Given exercise:
Give every line of the records below as a numbered list, skipping blank lines. Leave the pictures out of the answer.

Provided material:
■ ■ ■ ■ ■

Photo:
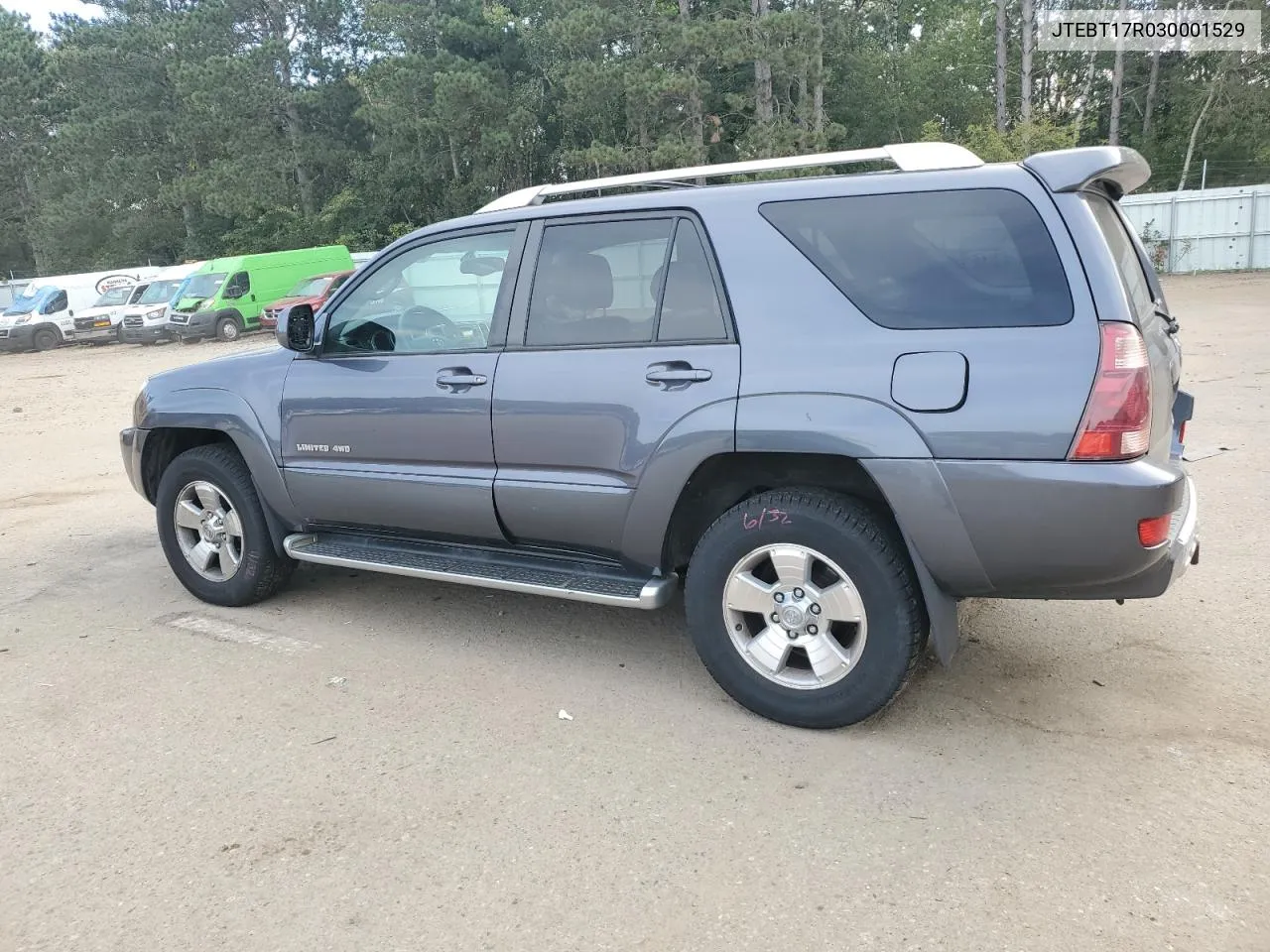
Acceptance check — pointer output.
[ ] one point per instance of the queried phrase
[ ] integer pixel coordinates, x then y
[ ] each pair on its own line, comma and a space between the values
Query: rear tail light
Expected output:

■ ■ ■ ■ ■

Full output:
1. Photo:
2. Acceptance check — pointer output.
3. [ ] one point per instance of the queried phrase
4. [ ] integer pixel coordinates, x then y
5. [ ] each pair on its own line, comma and a space between the values
6. Query: rear tail light
7. Expected output:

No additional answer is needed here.